[文档节选]

•••

Ugly Number II 4
Question
Ugly number is a number that only have factors 2, 3 and 5.
Design an algorithm to find the nth ugly number. The first 10 ugly numbers are 1, 2, 3, 4, 5, 6, 8, 9, 10, 12...
Notice
Note that 1 is typically treated as an ugly number.
Example
If n=9, return 10.
Challenge
O(n log n) or O(n) time.
Solution
方法一:HashMap + PriorityQueue(MinHeap):将2,3,5入队,每次取出堆顶元素(最小值),依次和3个factor相乘,将所得结果入队。用HashMap记录入队元素,入过队的元素不能再次入队。
方法二:以1为第一个元素,寻找比当前元素大的元素里面的最小者入队。每个factor用一个count来记录队列中第几个元素乘以factor以后恰好比current大,取3个factor结果里面的最小者作为下一个元素入队。
代码如下:
HashMap + Heap O(nlogn):
class Solution {
/**
* @param n an integer
* @return the nth prime number as description.
*/
public int nthUglyNumber(int n) {
// Write your code here
//HashMap + Heap O(nlogn)
if(n <= 0){
return 0;
}
PriorityQueue<Long> Q = new PriorityQueue<Long>();
HashMap<Long, Boolean> inQ = new HashMap<Long, Boolean>();
Long[] prime = new Long[3];
prime[0] = Long.valueOf(2);
prime[1] = Long.valueOf(3);
prime[2] = Long.valueOf(5);
for(int i = 0; i < 3; i++){
Q.add(prime[i]);
inQ.put(prime[i], true);
}
//每次取最小堆(优先队列)顶的元素,取n-1次,同时将取出的数和3个factor相乘的结果加入队列(如果本来已经在队列中则不用加)

•••

点标注示例:
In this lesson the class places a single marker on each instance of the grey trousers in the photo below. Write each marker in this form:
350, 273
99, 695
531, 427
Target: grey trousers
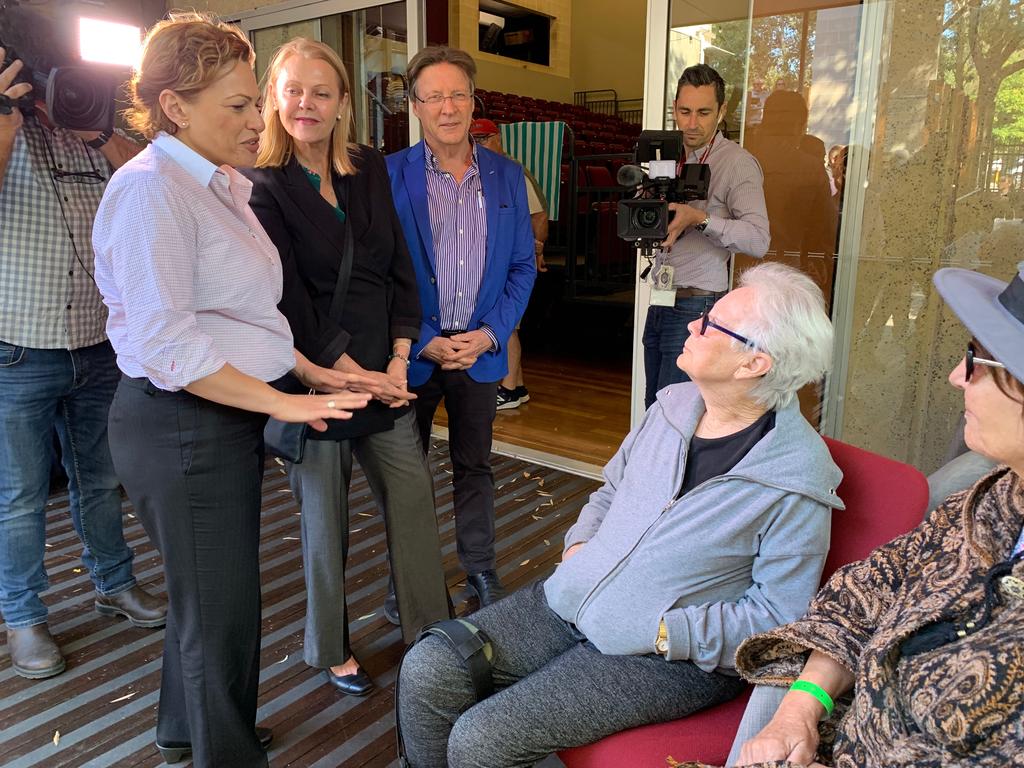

•••

[操作说明]
- A) 把上面的清单逐行照抄一遍,所有行都要写出,图片不用写进答案里。
- B) 续写这篇丑数题解,从最后一行注释之后写起。

[依次作答]
- A)
In this lesson the class places a single marker on each instance of the grey trousers in the photo below. Write each marker in this form:
350, 273
99, 695
531, 427
Target: grey trousers

- B)
Long number = Long.valueOf(1);
for(int i = 1; i < n; i++){
number = Q.poll();
for(int j = 0; j < 3; j++){
if(!inQ.containsKey(number * prime[j])){
Q.add(number * prime[j]);
inQ.put(number * prime[j], true);
}
}
}
//Long转换为Int
return number.intValue();
}
}
O(n):
class Solution {
/**
* @param n an integer
* @return the nth prime number as description.
*/
public int nthUglyNumber(int n) {
// Write your code here
//O(n)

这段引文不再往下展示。